:: Study material ::
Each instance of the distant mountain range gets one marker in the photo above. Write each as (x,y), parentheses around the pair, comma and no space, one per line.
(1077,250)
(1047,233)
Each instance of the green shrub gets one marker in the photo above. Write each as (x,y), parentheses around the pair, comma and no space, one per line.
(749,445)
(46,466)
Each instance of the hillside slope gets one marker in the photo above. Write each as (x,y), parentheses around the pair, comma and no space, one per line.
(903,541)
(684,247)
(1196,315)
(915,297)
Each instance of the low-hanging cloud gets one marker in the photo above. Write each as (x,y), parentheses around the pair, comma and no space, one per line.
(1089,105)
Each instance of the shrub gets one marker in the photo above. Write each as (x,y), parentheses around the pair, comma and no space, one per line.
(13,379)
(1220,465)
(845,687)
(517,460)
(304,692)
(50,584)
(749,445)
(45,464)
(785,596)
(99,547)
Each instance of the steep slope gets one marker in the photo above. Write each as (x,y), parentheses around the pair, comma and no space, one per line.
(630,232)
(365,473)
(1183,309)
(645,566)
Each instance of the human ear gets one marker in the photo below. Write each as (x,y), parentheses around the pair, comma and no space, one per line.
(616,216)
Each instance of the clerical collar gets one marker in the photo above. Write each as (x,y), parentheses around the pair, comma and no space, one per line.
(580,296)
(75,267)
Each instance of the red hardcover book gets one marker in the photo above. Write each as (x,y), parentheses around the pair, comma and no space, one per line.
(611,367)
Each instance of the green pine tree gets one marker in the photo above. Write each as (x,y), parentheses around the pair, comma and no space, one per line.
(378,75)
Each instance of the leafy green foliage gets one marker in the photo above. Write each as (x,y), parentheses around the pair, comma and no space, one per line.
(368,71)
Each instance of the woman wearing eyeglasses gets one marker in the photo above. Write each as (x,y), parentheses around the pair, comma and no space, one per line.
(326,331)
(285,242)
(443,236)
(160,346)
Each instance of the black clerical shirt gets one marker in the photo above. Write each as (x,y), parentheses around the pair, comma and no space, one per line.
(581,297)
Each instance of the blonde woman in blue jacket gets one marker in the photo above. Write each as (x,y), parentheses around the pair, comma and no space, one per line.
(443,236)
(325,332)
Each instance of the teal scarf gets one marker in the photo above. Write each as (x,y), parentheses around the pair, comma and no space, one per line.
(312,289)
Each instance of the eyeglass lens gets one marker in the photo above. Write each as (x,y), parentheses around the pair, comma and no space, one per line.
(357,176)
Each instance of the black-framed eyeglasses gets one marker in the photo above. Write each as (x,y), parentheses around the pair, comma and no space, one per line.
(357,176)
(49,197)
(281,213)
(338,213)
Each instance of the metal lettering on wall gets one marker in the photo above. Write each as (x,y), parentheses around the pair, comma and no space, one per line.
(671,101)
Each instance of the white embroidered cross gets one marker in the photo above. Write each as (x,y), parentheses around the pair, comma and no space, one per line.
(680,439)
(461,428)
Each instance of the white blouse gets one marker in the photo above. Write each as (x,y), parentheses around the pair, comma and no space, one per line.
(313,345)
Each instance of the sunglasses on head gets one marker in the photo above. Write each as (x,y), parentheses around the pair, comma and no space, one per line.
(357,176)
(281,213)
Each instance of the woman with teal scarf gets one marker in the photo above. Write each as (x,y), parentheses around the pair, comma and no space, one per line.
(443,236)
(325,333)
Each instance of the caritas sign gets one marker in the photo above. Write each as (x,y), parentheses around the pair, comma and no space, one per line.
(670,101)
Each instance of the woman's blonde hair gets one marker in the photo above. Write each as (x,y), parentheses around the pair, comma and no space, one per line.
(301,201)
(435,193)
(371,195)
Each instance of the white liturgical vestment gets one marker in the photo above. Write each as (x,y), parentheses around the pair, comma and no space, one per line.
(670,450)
:::
> _Activity_
All lines from the one containing "Each instance of the white liturgical" through the end of the records, both ends included, are to be quoted exactly; please add nothing else.

> _Answer_
Each instance of the white liturgical vestment gets one marker in the photo above. Write each as (x,y), parentheses around the pair, comma and no space, one per line.
(670,450)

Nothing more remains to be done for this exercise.